I tesori geologici delle Montagne Transantartiche

Il diario di spedizione dei geologi dell’Università di Siena nella XXX° Spedizione del Programma Nazionale di Ricerche in Antartide

Partenza dalla Nuova Zelanda con aereo militare statunitense
Partenza dalla Nuova Zelanda con aereo militare statunitense

 

(Rinnovabili.it) – Missioni in elicottero sulle Montagne Transantartiche in un raggio di oltre 300 km dalla stazione scientifica italiana Mario Zucchelli a Baia Terranova e di quella americana di McMurdo nel Mare di Ross, una impegnativa missione con un Twin Otter, un piccolo aereo bimotore provvisto di pattini, nel profondo sud, al parallelo 83°, oltre 1100 km dalla base.

**OBIETTIVO A:** Ricopi senza alcuna modifica le righe estratte, dalla riga che contiene "# test: identify one keypoint per instance of the cloudy" fino all'ultima riga, escludendo le immagini dalla risposta.

**RIGHE ESTRATTE:**
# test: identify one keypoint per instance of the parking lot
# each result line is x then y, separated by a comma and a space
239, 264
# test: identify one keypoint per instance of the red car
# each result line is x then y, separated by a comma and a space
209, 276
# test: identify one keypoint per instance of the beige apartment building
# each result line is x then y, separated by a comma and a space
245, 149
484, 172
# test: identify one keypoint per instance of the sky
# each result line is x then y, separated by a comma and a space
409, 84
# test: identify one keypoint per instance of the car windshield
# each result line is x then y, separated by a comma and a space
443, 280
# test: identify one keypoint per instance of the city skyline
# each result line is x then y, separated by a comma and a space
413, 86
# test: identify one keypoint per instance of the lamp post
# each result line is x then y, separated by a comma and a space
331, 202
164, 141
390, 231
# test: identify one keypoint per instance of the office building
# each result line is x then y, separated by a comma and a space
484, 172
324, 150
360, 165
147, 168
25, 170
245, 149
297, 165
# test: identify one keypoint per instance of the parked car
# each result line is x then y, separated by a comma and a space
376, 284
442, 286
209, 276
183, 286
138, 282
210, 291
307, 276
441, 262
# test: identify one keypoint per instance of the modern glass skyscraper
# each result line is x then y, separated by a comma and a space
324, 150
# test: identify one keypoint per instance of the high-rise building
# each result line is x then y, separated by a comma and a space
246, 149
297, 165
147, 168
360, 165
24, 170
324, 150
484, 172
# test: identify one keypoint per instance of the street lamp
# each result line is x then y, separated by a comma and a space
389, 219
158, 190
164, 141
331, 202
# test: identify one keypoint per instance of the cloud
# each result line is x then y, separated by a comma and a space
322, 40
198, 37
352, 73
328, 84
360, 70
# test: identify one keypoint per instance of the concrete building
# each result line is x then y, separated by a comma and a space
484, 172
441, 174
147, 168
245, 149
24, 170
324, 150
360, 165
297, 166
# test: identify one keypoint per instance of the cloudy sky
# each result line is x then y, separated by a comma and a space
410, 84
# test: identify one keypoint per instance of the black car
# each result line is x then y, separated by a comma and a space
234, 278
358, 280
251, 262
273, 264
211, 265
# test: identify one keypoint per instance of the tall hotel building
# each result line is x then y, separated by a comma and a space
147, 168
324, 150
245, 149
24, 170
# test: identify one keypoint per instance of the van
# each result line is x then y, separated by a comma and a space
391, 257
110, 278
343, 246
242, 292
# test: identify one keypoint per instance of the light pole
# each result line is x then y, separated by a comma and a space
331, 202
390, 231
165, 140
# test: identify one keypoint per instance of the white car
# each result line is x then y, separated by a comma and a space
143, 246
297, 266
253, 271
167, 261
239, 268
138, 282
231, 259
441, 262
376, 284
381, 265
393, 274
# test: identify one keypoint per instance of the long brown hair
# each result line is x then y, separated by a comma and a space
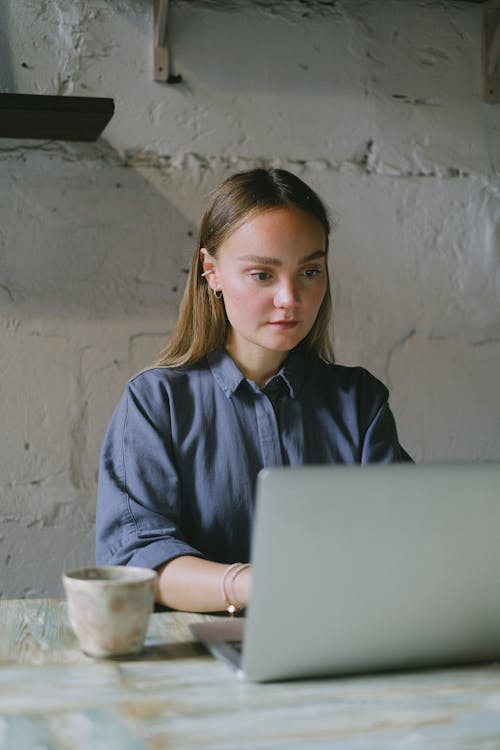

**OBIETTIVO B:** Elenchi tutti i velivoli menzionati nel brano sulla spedizione in Antartide.

**RISPOSTA A:**
# test: identify one keypoint per instance of the cloudy sky
# each result line is x then y, separated by a comma and a space
410, 84
# test: identify one keypoint per instance of the black car
# each result line is x then y, separated by a comma and a space
234, 278
358, 280
251, 262
273, 264
211, 265
# test: identify one keypoint per instance of the tall hotel building
# each result line is x then y, separated by a comma and a space
147, 168
324, 150
245, 149
24, 170
# test: identify one keypoint per instance of the van
# each result line is x then y, separated by a comma and a space
391, 257
110, 278
343, 246
242, 292
# test: identify one keypoint per instance of the light pole
# each result line is x then y, separated by a comma and a space
331, 202
390, 231
165, 140
# test: identify one keypoint per instance of the white car
# each result line is x then y, separated by a comma and a space
143, 246
297, 266
253, 271
167, 261
239, 268
138, 282
231, 259
441, 262
376, 284
381, 265
393, 274
# test: identify one keypoint per instance of the long brown hair
# each result line is x then y, separated by a comma and a space

**RISPOSTA B:**
- aereo militare statunitense
- elicottero
- Twin Otter